● GIVEN TASK
Find every line in the material below that contains the word "floor" and copy each of those lines.
[Start of DATA PROVIDED]
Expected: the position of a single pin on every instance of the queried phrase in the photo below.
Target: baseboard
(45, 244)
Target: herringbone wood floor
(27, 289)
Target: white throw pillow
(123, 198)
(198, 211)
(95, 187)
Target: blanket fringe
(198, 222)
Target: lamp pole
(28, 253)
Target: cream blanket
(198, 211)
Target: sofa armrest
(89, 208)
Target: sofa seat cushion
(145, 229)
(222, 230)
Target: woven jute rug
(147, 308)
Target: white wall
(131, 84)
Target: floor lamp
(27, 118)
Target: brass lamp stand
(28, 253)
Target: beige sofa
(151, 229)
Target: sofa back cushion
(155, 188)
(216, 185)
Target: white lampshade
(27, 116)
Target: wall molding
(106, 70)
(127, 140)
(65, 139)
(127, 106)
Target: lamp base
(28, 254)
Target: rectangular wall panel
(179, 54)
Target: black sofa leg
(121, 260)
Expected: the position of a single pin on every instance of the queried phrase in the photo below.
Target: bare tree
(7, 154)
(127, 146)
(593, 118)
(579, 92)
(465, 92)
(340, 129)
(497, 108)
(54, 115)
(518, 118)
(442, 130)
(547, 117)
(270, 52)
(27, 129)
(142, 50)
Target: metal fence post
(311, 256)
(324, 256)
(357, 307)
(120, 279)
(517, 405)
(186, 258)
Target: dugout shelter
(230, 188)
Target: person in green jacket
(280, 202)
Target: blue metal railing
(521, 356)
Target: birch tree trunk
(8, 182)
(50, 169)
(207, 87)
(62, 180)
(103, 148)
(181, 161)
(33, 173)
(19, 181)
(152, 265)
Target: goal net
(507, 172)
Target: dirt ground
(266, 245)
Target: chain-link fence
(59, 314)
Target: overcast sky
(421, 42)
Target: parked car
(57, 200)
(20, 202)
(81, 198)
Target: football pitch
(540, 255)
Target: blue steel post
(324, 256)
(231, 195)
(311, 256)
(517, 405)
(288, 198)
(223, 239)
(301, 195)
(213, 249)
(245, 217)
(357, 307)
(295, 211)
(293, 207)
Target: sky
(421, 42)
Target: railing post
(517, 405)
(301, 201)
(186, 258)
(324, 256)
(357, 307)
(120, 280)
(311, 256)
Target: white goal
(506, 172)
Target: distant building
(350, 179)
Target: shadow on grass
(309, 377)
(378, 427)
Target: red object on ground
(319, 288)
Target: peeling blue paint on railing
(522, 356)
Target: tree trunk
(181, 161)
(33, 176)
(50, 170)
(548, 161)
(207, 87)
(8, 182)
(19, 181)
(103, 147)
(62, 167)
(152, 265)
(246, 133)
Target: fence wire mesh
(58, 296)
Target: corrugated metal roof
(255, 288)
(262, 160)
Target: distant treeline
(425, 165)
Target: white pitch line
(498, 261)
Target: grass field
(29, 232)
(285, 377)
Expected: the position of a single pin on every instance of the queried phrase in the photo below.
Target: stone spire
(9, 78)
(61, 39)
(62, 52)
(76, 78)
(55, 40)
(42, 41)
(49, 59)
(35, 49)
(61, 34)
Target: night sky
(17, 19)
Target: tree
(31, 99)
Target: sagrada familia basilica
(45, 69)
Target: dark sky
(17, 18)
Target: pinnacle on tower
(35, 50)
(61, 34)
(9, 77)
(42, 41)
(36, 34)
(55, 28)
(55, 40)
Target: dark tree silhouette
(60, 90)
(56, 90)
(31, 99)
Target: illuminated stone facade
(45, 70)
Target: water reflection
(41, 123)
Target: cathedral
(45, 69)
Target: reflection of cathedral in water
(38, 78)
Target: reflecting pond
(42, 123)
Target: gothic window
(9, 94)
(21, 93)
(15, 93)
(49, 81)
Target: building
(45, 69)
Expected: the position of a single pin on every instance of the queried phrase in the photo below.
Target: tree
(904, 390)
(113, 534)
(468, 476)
[End of DATA PROVIDED]
[Start of DATA PROVIDED]
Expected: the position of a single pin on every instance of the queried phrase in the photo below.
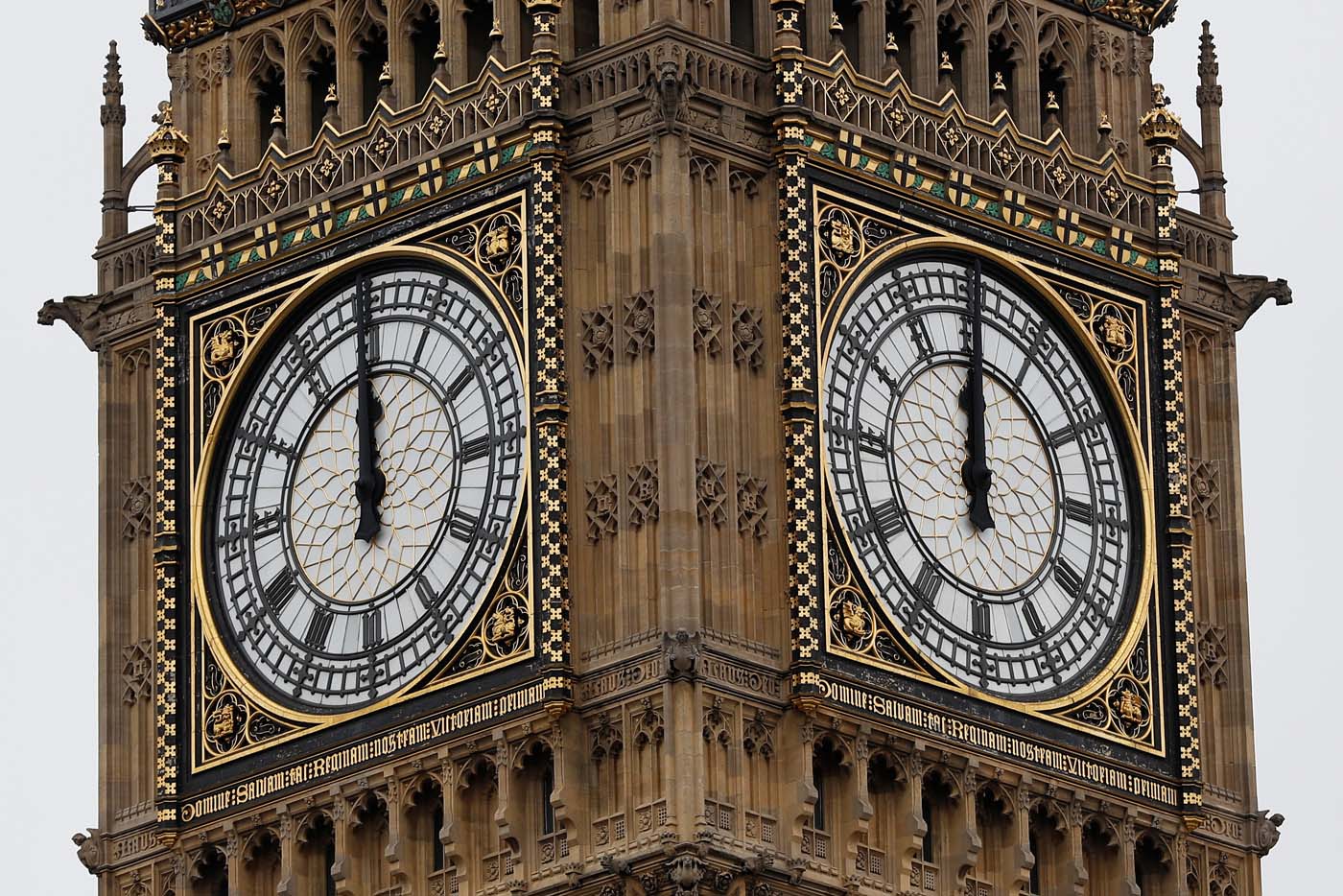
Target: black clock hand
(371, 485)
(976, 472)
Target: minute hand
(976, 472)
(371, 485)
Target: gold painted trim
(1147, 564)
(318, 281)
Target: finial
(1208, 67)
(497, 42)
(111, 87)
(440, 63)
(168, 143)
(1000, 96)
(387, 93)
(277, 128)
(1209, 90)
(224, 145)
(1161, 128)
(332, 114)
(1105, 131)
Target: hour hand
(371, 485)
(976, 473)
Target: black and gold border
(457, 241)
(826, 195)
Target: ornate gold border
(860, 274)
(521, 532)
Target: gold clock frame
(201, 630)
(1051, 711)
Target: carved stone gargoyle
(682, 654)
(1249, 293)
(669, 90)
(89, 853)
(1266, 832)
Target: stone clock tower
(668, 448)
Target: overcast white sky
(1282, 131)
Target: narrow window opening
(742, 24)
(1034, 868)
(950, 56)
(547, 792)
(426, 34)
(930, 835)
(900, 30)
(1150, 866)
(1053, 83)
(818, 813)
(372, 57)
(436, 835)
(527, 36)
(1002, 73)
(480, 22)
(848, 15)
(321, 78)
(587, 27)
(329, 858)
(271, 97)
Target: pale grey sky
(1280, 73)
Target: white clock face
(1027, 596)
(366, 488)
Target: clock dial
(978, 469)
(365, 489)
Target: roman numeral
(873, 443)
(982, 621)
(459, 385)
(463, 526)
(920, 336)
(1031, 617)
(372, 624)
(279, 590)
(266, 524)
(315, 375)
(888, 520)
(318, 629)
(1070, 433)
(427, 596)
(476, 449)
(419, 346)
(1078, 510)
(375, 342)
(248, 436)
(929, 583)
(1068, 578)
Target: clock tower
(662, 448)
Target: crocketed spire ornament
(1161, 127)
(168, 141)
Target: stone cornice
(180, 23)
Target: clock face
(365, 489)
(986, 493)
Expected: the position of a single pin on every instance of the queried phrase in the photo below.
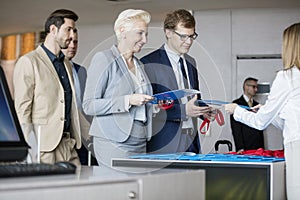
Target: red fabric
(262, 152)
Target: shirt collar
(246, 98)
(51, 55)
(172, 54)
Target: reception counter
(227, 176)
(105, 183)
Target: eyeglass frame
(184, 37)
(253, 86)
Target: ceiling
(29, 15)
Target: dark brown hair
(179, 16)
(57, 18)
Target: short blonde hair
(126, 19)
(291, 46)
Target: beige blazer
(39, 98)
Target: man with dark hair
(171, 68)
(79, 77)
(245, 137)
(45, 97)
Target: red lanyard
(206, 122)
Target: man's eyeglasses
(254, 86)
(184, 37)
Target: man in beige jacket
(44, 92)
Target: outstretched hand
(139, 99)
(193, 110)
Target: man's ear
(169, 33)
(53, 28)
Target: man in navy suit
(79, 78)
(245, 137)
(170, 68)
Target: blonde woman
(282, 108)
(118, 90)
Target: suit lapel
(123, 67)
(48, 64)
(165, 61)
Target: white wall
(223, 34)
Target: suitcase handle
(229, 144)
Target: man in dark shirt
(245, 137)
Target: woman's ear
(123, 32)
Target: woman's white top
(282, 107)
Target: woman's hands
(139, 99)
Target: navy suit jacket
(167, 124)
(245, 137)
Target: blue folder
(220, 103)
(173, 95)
[End of DATA PROVIDED]
[Start of DATA PROVIDED]
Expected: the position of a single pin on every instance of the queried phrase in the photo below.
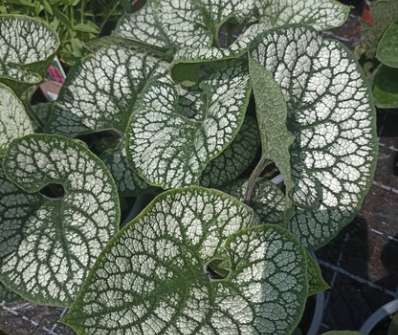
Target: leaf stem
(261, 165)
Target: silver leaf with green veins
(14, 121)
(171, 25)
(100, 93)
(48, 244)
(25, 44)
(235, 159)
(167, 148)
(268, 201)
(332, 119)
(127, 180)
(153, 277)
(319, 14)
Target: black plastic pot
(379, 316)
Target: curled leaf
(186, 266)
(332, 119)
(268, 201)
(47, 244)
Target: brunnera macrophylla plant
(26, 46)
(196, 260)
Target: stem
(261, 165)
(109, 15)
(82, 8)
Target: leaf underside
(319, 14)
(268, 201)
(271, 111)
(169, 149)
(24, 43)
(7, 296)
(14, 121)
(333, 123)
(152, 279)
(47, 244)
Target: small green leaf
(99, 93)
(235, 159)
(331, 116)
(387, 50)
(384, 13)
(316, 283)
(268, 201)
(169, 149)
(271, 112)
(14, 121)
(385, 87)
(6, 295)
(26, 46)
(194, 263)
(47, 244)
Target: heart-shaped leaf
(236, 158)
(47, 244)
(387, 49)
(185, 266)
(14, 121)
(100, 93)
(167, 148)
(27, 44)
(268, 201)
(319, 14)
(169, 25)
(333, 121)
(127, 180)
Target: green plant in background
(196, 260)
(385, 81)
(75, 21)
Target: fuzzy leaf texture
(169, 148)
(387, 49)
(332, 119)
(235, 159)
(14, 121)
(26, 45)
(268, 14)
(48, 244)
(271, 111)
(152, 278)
[End of DATA PROVIDED]
● THE REPLY
Target: herringbone wood floor
Target: floor lamp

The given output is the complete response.